_Task brief_. Transcribe each line of the material with no alterations.

══ Information

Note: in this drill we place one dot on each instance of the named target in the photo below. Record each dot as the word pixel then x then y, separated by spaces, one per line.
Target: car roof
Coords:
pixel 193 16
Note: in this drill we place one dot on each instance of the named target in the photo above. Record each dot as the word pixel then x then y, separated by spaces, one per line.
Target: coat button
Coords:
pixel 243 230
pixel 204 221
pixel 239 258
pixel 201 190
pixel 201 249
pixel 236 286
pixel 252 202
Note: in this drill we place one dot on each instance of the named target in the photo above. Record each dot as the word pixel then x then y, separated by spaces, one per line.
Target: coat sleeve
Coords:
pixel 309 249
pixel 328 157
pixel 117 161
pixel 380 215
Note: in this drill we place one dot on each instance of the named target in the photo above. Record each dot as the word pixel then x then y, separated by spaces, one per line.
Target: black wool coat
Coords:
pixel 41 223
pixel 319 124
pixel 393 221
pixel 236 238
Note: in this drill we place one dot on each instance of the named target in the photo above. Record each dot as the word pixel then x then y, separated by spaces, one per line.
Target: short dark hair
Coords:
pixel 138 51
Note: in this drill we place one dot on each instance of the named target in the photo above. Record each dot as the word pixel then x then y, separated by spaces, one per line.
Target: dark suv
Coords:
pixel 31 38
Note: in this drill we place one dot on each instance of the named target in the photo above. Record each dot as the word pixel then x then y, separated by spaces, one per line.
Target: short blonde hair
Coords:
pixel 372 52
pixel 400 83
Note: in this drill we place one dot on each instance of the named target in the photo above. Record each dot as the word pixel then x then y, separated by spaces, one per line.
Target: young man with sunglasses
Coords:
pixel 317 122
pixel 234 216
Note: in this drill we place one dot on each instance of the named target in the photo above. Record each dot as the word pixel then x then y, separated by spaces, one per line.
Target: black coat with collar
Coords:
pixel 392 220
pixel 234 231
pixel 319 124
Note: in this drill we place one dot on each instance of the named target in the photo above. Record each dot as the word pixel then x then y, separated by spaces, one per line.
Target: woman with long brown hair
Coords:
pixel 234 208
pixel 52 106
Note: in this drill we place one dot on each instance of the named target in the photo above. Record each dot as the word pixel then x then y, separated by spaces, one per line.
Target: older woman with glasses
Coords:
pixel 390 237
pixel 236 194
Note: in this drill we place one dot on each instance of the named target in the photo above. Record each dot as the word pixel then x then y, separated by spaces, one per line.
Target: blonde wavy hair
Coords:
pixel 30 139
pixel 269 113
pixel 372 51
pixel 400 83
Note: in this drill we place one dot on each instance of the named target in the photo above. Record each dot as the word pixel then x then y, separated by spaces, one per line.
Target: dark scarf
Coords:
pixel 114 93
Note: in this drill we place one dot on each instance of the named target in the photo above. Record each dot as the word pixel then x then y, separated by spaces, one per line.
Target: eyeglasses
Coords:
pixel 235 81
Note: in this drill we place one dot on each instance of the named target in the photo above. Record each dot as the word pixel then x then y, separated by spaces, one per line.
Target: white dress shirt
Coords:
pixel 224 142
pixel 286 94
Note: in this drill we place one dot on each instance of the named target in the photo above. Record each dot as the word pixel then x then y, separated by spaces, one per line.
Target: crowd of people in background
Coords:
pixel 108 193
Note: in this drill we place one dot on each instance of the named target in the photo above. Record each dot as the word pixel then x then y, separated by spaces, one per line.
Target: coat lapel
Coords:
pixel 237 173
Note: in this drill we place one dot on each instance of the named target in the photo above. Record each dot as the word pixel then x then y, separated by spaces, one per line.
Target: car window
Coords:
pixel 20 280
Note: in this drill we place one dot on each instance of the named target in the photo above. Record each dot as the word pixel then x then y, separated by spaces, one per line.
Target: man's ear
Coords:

════

_Answer space_.
Note: in this drill we place one dot on each instance of the named target in the photo below. Record each dot as the word pixel then x then y, separated by spaces, one per line.
Target: car roof
Coords:
pixel 193 16
Note: in this drill we place one dot on each instance of the named target in the photo above. Record each dot as the word pixel then x then y, separated by spaces, one per line.
Target: coat button
Coords:
pixel 243 230
pixel 204 221
pixel 239 258
pixel 201 190
pixel 201 249
pixel 236 286
pixel 252 202
Note: in this drill we place one dot on each instance of the named target in the photo above. Record each dot as the word pixel then x then y, separated by spaces, one per line.
Target: coat sleeve
Coords:
pixel 309 249
pixel 328 157
pixel 117 161
pixel 380 215
Note: in this drill we place one dot on each instance of the named target in the photo above. Record each dot as the word pixel then x then y, separated by spaces, one per line.
Target: black wool coat
Coords:
pixel 41 223
pixel 319 124
pixel 393 221
pixel 236 238
Note: in this drill we place one dot on each instance of the named target in the photo above. Record each dot as the word pixel then x then y, separated by spaces, one per line.
Target: short dark hair
Coords:
pixel 138 51
Note: in this drill we place one dot on each instance of the named target in the photo above. Record each dot as the word pixel then x then y, separated by spaces, one per line.
Target: dark suv
Coords:
pixel 31 38
Note: in this drill we place one dot on each instance of the named target in the photo above. Record each dot as the word pixel then x then y, separated by spaces, one per line.
Target: short blonde hair
Coords:
pixel 372 52
pixel 400 83
Note: in this drill we place one dot on each instance of the named target in the photo above. Record each dot as the word pixel then x then y, separated by spaces, one per line.
Target: young man with sunglasses
Coords:
pixel 317 122
pixel 234 216
Note: in this drill we place one dot on each instance of the named target in the photo above. Record each dot as the word pixel then x then y, separated by spaces, one per line.
Target: black coat with collar
Coords:
pixel 392 220
pixel 234 231
pixel 319 124
Note: in this drill we place one dot on each instance of the named target in the photo above. Record each dot as the word pixel then x then y, separated by spaces, one per line.
Target: woman with long brown hair
Coords:
pixel 234 208
pixel 52 106
Note: in this drill we place one dot on each instance of the named target in the photo above. Record each dot as the word pixel then x then y, separated by spaces, one per line.
Target: older woman with glasses
Coords:
pixel 390 237
pixel 236 194
Note: in this drill we place one dot on each instance of the named target in the photo above. Record each dot as the word pixel then x then y, separated by spaces, one per line.
Target: blonde wavy hair
Coords:
pixel 30 139
pixel 269 113
pixel 372 51
pixel 400 83
Note: in this drill we place one dot on each instance of the named target in the photo above. Record each dot as the word pixel then x then y, separated by spaces, one per line.
Target: dark scarf
Coords:
pixel 114 93
Note: in this drill we place one dot on each instance of the named target in the photo above. Record each dot as the word pixel then x then y, separated by spaces, one per line.
Target: eyeglasses
Coords:
pixel 235 81
Note: in this drill we place one dot on each instance of the named target in the photo above. Record each dot as the word pixel then x then y, separated by spaces, one per line.
Target: white dress shirt
Coords:
pixel 224 142
pixel 286 94
Note: in this drill we place one dot on each instance of the named target in the photo above. Record each dot as the word pixel then x then y, separated by spaces, one per line.
Target: crowd of people in background
Coords:
pixel 108 193
Note: in this drill we place one dot on each instance of the named target in the photo above. Record each dot as the word pixel then x then y, separated by spaces, one per line.
Target: coat lapel
Coords:
pixel 237 173
Note: in this drill we place one dot on each instance of the named target in the photo above. Record each dot as the word pixel then x then y, separated by spaces, one per line.
Target: car window
Coords:
pixel 20 280
Note: in this drill we place one dot on each instance of the named target in the photo above. Record each dot as the word pixel then x then y, separated by spaces, one per line.
Target: man's ear
Coords:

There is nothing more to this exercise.